THE PROBLEM: Copy the article on del.icio.us tagging word for word from "Anatomy of a" to "on a second.".

DOCUMENT TEXT:
Anatomy of a del.icio.us post

What goes into a del.icio.us post? How do people choose the tags to apply? How does the interface affect tag choice? How does this influence flocking behavior? I’d like to take a stab here at these questions and more.

Throughout this post I’ll be using the example of 23 Photo Sharing. I found it through “nontraditional” means (not a web search, physical advertisement, or by word-of-mouth), and while the front page of the site is rich, it does not show exactly how the site works. The combination of information and ambiguity present on the tagged page is good for this discussion.

I’ll go ahead and tag this entry — hold on a second.

Okay, I’m back. I’ve posted it to my general bookmarks account, del.icio.us/phyzome.

Basic models

Needless to say, everyone has their own unique tagging style, so one model isn’t going to cover everything. But I have noticed a few variables that seem to be fairly independent of each other and which can be used to describe a large portion of the del.icio.us population. There are a few tagging style continua to consider. Where are you on each continuum?

fringe vs. core (tail vs. head)
When tagging, do you tend to use the obvious, central ideas as tags, or do you also include the more tangentially related items? I’m the latter, a fringe tagger. I include any and every descriptive aspect of an object in its tags. Others, core taggers, tend to stay with the main concepts. Maybe they don’t like the clutter.
implicit vs. explicit
Do you use redundant tags? Explicit taggers might tag 23hq.com as ‘webservice’, ‘service’, and ‘web’, whereas implicit taggers might choose only ‘service’ and ‘web’. In fact, implicit taggers would likely drop the ‘web’ as well, since it is implied and not the topic of the site. Would you be more likely to tag a post both ‘linux’ and ‘computer’, or just ‘computer’? I vary in my position on this spectrum.
innovated vs. suggested
When I tag a post, I try to avoid looking at the suggestions until I’ve exhausted all of my own associations. Then I check out the recommended tags. This way, I can avoid getting distracted by similar terms, which would wipe out the better-fitting ones I come up with unaided. That makes me a highly innovated tagger — and I suspect we are rare.

Sample Data

Tagging on the edge

Have a look at the URL page for a recent news item. There are several things to notice here.

Items from a data source:
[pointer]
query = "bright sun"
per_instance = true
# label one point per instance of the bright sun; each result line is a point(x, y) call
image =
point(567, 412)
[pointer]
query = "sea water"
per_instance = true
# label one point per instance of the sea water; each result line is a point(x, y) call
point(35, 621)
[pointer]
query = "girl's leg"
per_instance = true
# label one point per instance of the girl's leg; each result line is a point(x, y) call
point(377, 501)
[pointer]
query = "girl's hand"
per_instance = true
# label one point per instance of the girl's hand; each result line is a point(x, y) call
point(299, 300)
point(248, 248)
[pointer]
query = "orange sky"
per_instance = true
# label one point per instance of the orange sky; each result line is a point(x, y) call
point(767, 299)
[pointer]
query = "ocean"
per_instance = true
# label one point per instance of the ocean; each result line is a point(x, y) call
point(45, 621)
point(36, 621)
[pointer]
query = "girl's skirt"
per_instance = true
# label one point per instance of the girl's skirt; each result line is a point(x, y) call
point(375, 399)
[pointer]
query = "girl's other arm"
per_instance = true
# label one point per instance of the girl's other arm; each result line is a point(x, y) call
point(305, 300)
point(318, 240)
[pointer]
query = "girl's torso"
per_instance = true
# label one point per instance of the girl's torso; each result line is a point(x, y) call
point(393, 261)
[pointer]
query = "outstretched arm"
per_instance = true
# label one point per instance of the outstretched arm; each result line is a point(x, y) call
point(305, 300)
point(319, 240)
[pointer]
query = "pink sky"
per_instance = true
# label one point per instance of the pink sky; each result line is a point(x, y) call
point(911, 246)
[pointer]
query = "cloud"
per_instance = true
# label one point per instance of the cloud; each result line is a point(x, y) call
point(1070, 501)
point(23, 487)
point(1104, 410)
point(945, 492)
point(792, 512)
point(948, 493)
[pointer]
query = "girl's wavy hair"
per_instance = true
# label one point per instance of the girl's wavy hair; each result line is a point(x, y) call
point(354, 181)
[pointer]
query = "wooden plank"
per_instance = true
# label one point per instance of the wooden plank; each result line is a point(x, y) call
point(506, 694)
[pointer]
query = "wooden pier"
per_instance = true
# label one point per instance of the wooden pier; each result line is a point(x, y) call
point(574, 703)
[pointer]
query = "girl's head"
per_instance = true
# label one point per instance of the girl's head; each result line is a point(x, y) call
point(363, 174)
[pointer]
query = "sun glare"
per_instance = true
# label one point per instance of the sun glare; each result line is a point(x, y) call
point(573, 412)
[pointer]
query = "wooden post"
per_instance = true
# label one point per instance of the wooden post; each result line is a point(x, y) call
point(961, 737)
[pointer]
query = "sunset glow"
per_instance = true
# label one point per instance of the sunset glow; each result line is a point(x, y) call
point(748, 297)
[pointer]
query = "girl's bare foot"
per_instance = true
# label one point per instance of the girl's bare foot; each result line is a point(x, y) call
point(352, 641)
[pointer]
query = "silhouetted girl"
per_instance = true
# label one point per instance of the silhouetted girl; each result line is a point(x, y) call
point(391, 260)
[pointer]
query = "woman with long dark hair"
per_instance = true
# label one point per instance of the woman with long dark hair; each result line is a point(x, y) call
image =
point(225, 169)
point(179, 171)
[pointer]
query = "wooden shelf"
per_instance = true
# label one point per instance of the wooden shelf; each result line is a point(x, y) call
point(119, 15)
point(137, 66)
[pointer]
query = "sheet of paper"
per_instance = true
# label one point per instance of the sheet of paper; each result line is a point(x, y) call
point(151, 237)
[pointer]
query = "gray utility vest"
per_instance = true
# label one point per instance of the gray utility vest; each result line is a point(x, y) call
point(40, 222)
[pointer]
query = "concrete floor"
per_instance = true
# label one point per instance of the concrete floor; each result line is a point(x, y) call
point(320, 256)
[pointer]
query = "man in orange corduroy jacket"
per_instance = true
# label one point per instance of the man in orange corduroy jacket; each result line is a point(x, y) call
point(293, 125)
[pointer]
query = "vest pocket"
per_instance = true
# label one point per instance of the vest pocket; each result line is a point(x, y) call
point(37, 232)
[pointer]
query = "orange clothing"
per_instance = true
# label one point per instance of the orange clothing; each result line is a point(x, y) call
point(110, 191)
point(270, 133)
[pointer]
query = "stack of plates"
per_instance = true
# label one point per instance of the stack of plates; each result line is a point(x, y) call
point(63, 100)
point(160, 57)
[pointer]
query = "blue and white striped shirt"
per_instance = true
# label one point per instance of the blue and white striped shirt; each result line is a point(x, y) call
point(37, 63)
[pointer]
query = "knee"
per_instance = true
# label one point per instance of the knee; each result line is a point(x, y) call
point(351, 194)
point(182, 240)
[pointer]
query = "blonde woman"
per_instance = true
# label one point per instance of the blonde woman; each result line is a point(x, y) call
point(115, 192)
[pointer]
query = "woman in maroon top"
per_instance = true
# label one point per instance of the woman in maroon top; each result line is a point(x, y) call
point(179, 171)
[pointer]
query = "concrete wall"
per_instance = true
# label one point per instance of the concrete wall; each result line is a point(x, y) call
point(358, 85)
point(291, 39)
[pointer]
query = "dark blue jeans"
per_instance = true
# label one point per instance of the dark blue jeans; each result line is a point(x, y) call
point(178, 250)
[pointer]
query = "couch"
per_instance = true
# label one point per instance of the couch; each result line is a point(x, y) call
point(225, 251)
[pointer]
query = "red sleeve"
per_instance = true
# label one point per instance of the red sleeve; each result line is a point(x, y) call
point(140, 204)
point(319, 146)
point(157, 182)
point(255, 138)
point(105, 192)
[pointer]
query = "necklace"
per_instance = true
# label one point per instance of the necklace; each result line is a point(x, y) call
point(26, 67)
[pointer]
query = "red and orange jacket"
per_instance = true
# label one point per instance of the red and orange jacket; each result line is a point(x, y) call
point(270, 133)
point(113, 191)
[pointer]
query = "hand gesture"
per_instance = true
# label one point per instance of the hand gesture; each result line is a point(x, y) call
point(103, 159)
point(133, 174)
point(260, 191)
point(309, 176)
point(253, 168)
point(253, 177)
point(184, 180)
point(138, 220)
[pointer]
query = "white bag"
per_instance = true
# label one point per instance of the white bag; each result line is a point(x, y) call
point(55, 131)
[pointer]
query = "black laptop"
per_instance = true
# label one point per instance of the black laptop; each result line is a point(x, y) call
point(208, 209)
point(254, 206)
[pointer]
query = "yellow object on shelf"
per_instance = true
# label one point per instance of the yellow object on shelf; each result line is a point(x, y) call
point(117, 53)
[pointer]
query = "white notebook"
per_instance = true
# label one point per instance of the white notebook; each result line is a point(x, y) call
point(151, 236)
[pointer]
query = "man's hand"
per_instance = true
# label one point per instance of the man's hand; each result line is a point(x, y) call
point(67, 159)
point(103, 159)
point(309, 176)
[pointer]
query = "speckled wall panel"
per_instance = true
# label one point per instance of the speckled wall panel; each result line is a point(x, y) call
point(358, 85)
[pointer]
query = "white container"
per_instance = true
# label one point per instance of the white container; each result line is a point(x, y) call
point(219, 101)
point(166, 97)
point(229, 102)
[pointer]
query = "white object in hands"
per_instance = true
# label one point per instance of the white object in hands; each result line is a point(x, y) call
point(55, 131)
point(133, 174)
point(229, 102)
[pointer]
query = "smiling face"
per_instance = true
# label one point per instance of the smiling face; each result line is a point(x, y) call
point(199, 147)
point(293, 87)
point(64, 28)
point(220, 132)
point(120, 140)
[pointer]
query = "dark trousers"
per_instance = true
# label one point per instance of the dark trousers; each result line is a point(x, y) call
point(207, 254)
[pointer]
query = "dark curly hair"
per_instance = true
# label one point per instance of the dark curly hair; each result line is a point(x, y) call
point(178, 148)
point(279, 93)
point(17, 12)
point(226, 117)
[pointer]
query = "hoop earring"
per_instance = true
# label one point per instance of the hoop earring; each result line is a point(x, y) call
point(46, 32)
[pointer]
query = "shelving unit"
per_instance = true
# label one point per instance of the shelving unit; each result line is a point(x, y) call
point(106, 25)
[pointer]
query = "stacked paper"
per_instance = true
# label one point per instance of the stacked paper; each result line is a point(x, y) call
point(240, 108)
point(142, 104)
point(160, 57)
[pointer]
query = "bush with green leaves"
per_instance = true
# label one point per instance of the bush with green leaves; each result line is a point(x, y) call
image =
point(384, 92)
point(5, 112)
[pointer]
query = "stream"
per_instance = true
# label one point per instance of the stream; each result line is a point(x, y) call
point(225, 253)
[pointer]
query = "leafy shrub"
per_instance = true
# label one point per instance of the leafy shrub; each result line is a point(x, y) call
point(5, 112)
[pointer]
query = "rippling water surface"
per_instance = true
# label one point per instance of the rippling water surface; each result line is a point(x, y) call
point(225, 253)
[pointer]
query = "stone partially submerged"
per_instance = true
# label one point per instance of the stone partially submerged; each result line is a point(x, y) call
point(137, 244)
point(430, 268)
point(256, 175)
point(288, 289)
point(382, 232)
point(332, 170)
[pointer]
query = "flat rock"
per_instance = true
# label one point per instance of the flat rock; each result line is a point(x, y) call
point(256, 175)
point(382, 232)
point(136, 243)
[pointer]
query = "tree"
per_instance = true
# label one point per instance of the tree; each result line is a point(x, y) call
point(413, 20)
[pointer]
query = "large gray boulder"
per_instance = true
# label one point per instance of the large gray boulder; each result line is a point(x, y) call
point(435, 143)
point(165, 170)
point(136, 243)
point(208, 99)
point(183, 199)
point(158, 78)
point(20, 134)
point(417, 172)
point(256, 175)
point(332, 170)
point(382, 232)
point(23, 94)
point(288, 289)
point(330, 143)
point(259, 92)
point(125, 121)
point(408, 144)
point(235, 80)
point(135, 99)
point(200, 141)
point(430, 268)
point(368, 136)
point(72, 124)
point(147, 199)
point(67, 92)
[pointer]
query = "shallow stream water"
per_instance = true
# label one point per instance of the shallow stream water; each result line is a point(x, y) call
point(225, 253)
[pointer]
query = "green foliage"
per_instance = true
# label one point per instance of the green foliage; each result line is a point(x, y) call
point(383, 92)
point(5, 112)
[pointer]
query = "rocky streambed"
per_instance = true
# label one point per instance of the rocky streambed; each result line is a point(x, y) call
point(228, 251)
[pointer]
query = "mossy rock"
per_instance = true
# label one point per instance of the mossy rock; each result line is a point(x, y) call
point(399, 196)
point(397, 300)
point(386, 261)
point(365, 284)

RESPONSE AREA:
Anatomy of a del.icio.us post

What goes into a del.icio.us post? How do people choose the tags to apply? How does the interface affect tag choice? How does this influence flocking behavior? I’d like to take a stab here at these questions and more.

Throughout this post I’ll be using the example of 23 Photo Sharing. I found it through “nontraditional” means (not a web search, physical advertisement, or by word-of-mouth), and while the front page of the site is rich, it does not show exactly how the site works. The combination of information and ambiguity present on the tagged page is good for this discussion.

I’ll go ahead and tag this entry — hold on a second.